● **About this task**
Set down the passage from the post about going vegan below, starting at "I wish I could" and ending at "just wanted mayo!", word for word.

● **Extract**
··········
So, I am now a Vegan.
Wait... what?
I wish I could say it was because I am an avid supporter of animal rights or because I just made the choice on my own to not eat meat or any animal products. But... it's not really MY choice.
It's been several days since I got The Lupus Recovery Diet in the mail. It took me a while to muster up the courage to open the book... days, maybe a week even. Finally, I knew I could not put it off any longer. So, I read some parts, skimmed others, but basically found that the best chance I have at living symptom free with lupus is a vegan diet.
It's been tough. It's not just a vegan diet, either--because that, I could handle. Nooo... this is whole foods, only. Basically, if it grows out of the earth, I can eat it. If it doesn't, good-bye! It has only been a few days, but I miss weird things. Yesterday, I was ready to punch somebody just for some MUSTARD! I just wanted mustard! I just wanted mayo!
··········
● **Recorded data**
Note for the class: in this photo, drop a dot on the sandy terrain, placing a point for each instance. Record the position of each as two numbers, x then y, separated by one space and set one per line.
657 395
··········
● **The completed task**
I wish I could say it was because I am an avid supporter of animal rights or because I just made the choice on my own to not eat meat or any animal products. But... it's not really MY choice.
It's been several days since I got The Lupus Recovery Diet in the mail. It took me a while to muster up the courage to open the book... days, maybe a week even. Finally, I knew I could not put it off any longer. So, I read some parts, skimmed others, but basically found that the best chance I have at living symptom free with lupus is a vegan diet.
It's been tough. It's not just a vegan diet, either--because that, I could handle. Nooo... this is whole foods, only. Basically, if it grows out of the earth, I can eat it. If it doesn't, good-bye! It has only been a few days, but I miss weird things. Yesterday, I was ready to punch somebody just for some MUSTARD! I just wanted mustard! I just wanted mayo!